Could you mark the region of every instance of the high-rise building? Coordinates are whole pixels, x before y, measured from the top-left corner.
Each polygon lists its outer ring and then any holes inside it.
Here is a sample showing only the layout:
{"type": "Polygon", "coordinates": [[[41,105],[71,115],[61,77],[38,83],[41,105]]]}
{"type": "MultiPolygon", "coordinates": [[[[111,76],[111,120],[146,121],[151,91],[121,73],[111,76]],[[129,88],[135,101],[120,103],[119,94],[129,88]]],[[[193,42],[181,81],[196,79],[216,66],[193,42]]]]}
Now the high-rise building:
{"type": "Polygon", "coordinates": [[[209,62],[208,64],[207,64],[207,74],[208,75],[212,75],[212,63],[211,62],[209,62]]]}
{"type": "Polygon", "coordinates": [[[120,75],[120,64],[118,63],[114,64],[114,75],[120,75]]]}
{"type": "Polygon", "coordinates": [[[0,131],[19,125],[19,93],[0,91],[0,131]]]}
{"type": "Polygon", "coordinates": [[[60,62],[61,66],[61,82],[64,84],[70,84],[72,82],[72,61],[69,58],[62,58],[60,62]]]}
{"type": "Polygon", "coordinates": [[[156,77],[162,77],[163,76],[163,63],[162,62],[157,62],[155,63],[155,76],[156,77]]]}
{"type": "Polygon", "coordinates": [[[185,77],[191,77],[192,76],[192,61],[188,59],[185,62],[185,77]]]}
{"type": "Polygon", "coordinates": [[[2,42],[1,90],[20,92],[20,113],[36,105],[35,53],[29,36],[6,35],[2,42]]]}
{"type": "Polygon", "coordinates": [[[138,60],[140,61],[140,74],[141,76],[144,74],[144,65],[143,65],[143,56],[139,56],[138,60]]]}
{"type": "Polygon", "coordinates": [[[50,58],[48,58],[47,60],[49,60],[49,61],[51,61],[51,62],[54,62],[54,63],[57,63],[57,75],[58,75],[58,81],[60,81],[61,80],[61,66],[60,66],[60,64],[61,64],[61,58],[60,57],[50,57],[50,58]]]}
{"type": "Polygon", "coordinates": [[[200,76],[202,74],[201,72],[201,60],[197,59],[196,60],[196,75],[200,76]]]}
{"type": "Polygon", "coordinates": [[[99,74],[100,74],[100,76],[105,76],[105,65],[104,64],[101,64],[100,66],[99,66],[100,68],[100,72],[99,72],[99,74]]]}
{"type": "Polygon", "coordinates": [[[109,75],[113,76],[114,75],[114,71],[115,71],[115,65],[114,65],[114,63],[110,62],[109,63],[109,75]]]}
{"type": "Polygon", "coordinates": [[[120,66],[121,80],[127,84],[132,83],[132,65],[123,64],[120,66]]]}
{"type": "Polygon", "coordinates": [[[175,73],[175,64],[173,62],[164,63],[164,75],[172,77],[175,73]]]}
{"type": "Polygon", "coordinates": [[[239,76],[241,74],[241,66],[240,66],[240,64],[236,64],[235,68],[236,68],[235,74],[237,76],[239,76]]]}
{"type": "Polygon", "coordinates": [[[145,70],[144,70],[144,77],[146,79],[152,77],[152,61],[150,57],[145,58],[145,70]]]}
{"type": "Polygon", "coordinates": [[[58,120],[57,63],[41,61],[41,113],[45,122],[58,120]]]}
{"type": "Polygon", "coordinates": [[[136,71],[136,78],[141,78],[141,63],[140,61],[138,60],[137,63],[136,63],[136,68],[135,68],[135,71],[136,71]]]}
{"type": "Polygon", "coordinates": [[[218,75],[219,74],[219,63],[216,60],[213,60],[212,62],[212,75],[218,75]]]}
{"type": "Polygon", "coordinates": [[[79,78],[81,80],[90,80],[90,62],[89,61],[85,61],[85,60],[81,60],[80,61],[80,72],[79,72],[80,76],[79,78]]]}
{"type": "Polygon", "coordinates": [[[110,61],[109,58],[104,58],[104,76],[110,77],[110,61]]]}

_What is being asked_
Copy the records word for word, starting with the first line and going on through the line that contains "Now the high-rise", both included.

_The response_
Could you mark the region of every instance of the high-rise building? Coordinates are whole pixels, x before y, measured from the top-left corner.
Each polygon lists its outer ring and then any holes inside it.
Here is a sample showing only the layout:
{"type": "Polygon", "coordinates": [[[41,105],[71,115],[61,77],[38,83],[41,105]]]}
{"type": "MultiPolygon", "coordinates": [[[[111,76],[111,120],[146,121],[151,91],[121,73],[111,76]],[[129,88],[135,101],[120,103],[119,94],[129,88]]],[[[193,42],[181,81],[196,79],[216,66],[193,42]]]]}
Now the high-rise building:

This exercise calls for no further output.